Monday, December 18, 2006

Well, it's a week from Christmas and I haven't blogged for a while. So here goes:

We had a big sale on Saturday. It also dumped about 8 inches of snow on Saturday. Guess how the sale went? That's right, it was craptacular. It was a non-stop crap-fest. We opened at 8AM with door prizes for the first ten customers in the door. By six PM when we closed we still had 7 door prizes left.

We mailed out about 400 invitations to the sale. We spent more on the postage than we took in the entire day.

That should set the tone for the rest of this post. Now you can see where I'm coming from.

Today my wife insisted that I write the Christmas letter for our friends and family. This was a great idea since I'm so full of Christmas cheer and holiday spirit. I spent all day on the letter trying really hard to make it cheerful, or funny, or anything but sarcastic and pessimistic. I failed.

The closing paragraph went something like this: "Now for the obligatory Christmas message: Merry Freaking Christmas."

My wife didn't like it so she rewrote the whole thing. I should have gone with my first instinct and written it Mad Lib style. Letting the readers choose the adjectives would have worked out well. I could have imagined that every adjective was a derivative of the word "Crap" as I wrote, but readers would have been able to think up their own saccharine sentences. That would have been doable.

Instead, my wife wrote about how wonderful our kids are and how rewarding her work at the hospital is and how my store still hasn't caved in or burned down. She has a way of looking on the bright side of things.

Dataset:

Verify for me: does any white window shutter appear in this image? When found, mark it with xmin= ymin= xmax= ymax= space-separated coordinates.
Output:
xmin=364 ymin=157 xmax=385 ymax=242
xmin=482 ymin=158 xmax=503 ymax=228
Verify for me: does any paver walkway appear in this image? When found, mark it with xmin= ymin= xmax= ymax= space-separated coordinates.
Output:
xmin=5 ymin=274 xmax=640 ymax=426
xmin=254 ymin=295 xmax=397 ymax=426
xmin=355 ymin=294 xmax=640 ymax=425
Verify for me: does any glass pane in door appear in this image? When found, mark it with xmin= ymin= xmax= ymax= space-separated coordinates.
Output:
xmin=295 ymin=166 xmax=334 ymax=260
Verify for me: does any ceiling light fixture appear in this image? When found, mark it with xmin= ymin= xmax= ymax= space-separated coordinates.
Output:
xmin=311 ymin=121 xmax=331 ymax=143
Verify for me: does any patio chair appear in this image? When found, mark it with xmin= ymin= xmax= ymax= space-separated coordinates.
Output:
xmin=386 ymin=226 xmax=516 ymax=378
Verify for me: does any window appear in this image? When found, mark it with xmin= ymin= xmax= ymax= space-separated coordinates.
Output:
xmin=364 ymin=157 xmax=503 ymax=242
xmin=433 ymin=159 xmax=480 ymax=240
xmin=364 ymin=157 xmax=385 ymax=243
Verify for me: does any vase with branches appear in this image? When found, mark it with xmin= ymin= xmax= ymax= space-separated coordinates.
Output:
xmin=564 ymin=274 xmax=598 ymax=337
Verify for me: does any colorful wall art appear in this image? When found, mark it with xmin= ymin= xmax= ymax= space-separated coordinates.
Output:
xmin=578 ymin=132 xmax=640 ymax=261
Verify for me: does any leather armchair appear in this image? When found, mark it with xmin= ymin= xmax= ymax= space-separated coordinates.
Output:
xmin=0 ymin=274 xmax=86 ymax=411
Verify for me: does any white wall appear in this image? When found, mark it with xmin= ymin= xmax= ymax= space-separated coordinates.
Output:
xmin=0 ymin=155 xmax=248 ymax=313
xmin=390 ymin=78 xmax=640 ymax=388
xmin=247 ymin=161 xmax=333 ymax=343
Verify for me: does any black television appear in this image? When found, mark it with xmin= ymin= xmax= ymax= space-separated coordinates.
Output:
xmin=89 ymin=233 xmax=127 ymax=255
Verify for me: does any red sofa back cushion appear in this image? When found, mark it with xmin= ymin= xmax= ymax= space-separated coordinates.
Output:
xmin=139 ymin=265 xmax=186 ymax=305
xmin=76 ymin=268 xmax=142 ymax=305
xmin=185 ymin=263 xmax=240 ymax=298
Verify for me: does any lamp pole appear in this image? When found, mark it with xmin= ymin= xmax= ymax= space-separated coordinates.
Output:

About this exercise: In the blog post, how many door prizes were still left when the store closed at six PM?

Exercise result: Seven door prizes were left.